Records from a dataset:
------------------------

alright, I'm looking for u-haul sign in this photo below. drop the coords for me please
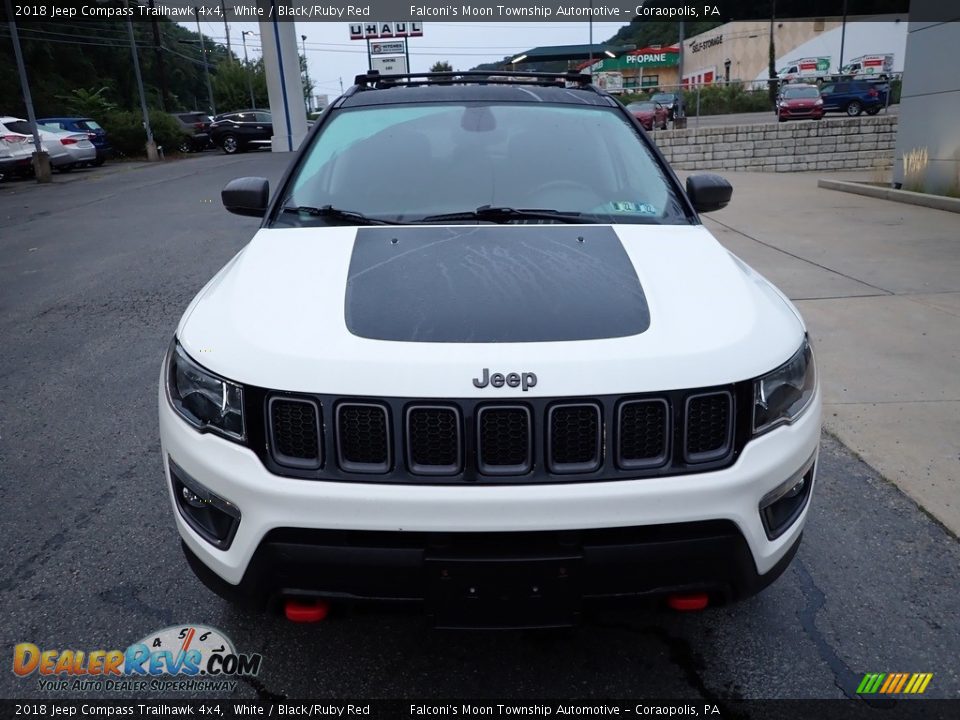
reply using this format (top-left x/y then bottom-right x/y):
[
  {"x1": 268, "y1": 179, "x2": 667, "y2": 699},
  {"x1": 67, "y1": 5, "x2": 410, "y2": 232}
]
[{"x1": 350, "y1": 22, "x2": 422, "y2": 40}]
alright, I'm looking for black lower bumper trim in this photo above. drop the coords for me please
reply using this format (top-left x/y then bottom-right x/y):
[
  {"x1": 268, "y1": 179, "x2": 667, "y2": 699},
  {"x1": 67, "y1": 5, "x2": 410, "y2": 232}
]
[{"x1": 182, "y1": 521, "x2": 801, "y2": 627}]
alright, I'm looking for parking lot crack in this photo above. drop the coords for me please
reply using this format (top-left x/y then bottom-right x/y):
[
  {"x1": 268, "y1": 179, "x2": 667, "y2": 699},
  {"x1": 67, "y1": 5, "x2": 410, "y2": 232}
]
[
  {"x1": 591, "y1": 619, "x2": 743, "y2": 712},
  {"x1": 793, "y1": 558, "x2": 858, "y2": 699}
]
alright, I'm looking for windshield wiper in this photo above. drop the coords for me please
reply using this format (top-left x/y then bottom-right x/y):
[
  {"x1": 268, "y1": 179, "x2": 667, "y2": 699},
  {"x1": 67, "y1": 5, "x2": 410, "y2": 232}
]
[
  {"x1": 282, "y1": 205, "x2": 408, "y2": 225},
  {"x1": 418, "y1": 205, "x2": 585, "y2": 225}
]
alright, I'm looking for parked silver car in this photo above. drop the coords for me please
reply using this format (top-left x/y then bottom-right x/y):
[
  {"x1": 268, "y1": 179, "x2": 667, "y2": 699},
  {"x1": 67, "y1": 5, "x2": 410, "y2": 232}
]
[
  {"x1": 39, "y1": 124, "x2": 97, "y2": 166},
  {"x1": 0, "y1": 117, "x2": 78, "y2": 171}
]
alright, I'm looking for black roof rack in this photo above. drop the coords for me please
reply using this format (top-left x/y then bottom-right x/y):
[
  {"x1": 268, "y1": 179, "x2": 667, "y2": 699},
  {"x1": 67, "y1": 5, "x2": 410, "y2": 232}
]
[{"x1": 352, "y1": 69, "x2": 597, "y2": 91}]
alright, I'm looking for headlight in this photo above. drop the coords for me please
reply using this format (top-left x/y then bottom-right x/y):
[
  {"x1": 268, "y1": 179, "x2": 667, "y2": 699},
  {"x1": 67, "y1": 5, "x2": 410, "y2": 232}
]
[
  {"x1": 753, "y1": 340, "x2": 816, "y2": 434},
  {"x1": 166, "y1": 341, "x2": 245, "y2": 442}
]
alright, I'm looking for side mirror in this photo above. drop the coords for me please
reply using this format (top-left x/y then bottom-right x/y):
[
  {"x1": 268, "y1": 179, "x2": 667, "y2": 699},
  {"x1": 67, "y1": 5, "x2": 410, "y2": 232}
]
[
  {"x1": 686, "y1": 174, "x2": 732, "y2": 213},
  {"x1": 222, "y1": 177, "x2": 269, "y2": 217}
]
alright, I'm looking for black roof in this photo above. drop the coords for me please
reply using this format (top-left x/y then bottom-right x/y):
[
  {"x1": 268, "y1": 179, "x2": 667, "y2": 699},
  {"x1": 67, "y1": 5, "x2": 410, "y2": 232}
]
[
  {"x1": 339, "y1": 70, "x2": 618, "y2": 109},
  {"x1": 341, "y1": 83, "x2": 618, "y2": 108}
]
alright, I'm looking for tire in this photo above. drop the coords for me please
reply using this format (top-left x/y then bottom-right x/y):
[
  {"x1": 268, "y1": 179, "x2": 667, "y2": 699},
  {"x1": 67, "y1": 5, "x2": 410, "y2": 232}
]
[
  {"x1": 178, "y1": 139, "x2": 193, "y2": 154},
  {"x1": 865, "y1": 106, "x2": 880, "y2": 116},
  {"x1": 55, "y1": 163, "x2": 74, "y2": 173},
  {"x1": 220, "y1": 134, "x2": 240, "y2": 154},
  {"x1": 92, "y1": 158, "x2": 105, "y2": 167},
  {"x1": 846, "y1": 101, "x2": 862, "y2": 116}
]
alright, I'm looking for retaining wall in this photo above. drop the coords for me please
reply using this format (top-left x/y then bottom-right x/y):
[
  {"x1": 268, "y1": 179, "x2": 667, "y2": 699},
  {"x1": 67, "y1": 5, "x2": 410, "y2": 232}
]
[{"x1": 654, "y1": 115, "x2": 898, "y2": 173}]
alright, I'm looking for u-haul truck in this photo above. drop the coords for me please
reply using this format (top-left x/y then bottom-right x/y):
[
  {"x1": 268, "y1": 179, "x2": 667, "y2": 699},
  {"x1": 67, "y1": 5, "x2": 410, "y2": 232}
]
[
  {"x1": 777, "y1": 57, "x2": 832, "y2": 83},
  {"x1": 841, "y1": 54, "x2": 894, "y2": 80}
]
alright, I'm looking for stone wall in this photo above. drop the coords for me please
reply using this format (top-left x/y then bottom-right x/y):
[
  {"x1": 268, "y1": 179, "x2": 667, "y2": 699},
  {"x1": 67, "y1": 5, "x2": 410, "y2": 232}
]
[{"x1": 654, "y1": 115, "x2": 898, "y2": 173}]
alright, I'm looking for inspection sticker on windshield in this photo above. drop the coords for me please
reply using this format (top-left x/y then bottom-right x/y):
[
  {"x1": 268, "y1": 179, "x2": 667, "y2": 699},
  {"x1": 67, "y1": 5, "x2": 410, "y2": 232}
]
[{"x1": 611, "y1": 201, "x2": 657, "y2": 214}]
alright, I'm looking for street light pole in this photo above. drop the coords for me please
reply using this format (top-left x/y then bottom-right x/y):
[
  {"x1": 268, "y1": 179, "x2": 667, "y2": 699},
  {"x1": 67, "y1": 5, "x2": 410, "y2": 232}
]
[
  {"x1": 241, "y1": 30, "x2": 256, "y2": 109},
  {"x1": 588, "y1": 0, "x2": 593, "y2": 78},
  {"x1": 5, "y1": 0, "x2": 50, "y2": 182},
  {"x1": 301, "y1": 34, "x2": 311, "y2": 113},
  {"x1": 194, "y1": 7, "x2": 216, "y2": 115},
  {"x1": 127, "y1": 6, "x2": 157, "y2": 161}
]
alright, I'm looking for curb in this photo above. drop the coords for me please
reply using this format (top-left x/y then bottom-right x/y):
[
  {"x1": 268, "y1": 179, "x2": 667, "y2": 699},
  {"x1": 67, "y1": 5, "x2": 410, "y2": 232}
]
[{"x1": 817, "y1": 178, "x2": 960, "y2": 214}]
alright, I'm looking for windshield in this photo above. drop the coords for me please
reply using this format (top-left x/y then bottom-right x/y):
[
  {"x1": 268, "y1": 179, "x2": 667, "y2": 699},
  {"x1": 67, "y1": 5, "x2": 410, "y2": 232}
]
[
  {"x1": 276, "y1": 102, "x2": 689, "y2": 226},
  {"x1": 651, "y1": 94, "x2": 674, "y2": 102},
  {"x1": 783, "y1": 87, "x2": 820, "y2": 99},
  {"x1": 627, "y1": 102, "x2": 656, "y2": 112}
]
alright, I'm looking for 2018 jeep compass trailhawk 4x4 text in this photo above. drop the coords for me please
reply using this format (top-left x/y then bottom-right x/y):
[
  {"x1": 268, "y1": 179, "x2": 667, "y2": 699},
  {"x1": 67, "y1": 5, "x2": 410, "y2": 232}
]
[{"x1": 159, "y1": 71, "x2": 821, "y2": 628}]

------------------------

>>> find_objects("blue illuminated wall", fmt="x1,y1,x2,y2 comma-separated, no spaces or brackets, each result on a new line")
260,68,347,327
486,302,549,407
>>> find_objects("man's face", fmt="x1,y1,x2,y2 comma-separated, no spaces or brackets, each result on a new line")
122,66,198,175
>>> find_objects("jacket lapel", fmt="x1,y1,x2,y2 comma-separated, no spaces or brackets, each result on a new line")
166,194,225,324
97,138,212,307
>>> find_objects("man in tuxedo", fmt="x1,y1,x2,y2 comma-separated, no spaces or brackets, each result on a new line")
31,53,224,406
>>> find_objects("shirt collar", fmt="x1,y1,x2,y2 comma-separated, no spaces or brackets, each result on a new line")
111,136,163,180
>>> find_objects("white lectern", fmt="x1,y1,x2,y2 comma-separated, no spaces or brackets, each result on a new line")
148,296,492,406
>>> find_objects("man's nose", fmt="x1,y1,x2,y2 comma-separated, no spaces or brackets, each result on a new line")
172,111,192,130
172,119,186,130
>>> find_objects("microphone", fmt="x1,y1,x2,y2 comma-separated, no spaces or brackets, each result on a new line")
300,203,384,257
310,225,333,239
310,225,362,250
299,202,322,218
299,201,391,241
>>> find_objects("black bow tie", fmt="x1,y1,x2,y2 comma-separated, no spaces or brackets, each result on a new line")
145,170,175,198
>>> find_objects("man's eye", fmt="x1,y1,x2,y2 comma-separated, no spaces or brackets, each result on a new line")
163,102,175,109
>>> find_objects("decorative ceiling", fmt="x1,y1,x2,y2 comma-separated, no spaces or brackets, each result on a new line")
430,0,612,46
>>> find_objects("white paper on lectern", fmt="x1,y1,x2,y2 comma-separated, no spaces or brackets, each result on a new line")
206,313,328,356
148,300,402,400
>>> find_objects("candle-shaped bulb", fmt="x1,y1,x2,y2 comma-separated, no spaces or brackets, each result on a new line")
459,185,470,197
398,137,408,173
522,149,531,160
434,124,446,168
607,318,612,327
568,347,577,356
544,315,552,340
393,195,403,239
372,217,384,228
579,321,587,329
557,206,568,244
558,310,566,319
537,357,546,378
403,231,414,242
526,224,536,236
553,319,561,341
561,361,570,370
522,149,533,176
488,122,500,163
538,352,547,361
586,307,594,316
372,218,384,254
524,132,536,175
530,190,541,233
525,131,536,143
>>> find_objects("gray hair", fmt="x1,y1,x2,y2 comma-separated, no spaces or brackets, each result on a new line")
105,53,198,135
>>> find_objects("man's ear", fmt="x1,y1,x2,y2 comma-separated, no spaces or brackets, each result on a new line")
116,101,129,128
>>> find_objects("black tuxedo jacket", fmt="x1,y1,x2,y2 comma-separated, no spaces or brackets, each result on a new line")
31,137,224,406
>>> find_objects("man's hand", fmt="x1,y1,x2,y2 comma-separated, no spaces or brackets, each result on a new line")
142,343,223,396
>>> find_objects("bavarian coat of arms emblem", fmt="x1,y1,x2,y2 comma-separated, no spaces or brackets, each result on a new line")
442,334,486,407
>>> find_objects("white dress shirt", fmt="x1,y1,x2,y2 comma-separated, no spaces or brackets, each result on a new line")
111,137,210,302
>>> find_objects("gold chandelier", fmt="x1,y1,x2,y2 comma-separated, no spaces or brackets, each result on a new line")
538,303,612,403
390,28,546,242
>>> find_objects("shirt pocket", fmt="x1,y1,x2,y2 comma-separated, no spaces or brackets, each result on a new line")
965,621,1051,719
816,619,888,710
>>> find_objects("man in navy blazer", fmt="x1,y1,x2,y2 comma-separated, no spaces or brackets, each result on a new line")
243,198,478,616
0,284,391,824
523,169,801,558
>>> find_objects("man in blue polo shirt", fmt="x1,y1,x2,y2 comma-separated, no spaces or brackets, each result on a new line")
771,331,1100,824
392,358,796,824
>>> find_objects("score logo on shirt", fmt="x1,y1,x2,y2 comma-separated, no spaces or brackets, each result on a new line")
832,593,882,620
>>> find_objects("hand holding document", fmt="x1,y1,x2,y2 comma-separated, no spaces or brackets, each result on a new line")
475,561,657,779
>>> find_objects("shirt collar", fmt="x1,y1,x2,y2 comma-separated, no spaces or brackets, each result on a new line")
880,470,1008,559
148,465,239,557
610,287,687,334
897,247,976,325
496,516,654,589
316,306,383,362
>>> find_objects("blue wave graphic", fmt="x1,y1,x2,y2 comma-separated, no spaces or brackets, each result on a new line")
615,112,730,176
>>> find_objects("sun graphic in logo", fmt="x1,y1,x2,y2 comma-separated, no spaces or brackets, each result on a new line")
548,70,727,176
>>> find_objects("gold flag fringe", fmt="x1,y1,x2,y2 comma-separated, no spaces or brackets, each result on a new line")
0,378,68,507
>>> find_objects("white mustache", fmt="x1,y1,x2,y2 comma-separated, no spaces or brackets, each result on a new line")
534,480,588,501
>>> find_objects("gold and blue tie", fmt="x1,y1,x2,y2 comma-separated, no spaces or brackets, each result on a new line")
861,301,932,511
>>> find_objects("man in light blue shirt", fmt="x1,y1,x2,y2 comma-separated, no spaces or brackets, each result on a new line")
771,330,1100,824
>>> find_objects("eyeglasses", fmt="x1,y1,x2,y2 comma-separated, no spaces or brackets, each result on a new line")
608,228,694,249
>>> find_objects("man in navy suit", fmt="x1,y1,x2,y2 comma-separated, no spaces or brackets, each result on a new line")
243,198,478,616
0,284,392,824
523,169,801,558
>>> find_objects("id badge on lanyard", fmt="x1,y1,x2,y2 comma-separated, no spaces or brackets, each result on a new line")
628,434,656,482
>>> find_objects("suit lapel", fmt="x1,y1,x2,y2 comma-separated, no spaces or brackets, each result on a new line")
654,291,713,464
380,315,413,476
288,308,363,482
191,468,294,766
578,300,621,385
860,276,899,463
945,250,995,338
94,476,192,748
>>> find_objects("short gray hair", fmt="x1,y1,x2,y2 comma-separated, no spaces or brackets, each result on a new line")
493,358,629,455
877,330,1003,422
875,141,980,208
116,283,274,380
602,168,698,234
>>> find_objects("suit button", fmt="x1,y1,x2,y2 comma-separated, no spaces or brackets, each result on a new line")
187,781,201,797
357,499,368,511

------------------------

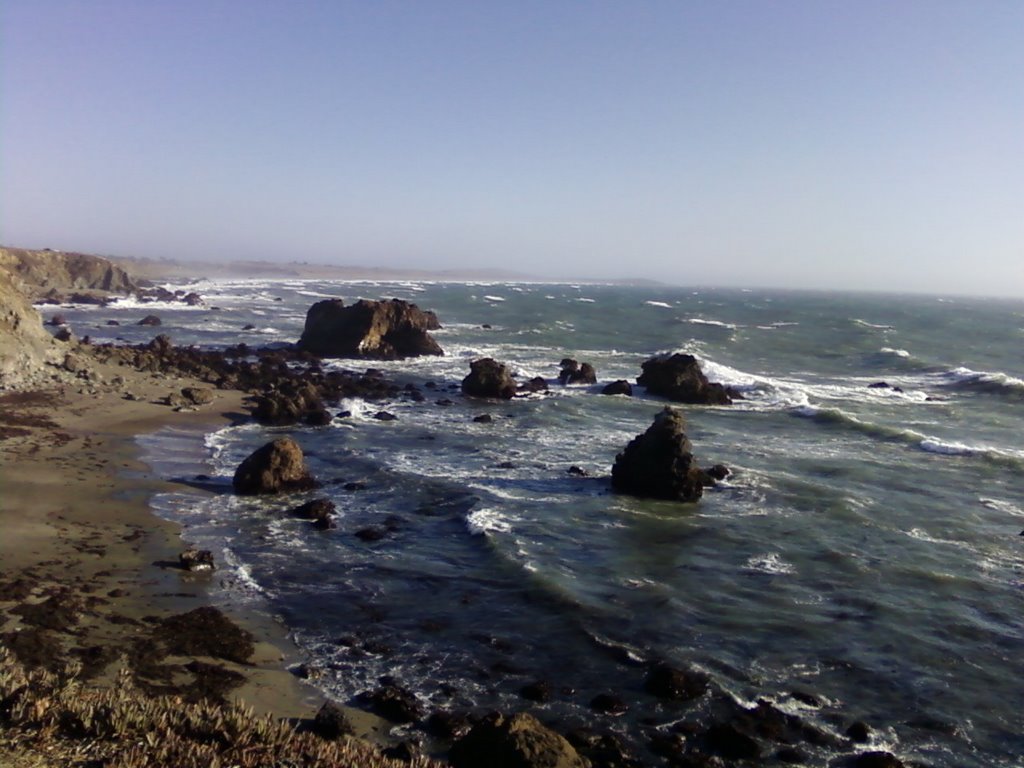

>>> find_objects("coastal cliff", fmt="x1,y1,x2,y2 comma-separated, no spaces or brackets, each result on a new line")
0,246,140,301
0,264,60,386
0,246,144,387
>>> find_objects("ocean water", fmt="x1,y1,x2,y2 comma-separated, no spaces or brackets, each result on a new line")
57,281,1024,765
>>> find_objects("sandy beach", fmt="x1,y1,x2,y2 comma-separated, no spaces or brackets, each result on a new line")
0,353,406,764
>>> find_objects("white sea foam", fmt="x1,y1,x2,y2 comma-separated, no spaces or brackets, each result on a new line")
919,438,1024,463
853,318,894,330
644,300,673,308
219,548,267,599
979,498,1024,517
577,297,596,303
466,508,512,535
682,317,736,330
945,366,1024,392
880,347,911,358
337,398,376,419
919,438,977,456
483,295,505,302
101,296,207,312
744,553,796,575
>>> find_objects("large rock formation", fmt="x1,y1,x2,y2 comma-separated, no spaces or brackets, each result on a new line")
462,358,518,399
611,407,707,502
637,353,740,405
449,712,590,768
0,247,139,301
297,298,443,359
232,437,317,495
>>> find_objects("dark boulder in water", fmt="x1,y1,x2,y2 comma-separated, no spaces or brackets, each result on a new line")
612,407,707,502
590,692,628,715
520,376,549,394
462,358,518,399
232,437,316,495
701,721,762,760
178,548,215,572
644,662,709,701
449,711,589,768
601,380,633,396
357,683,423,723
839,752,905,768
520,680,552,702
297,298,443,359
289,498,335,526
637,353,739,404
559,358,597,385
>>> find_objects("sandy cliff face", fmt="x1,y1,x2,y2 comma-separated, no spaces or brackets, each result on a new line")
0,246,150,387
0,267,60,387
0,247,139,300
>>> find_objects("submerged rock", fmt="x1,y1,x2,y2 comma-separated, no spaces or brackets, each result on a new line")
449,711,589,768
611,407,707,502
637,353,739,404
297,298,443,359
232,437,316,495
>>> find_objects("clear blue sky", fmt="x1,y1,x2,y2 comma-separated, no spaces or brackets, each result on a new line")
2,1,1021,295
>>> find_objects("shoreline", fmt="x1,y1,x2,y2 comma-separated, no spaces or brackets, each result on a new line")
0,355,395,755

------------------------

The problem:
For each line above that contains the word "windshield", make a copy.

Written answer:
alright, I'm looking for windshield wiper in this photo above. drop the coords for me please
alright, I'm looking for inspection sticker on windshield in this photo above. drop the coords for me please
alright, I'm looking for windshield in this photo above. drop the coords for me please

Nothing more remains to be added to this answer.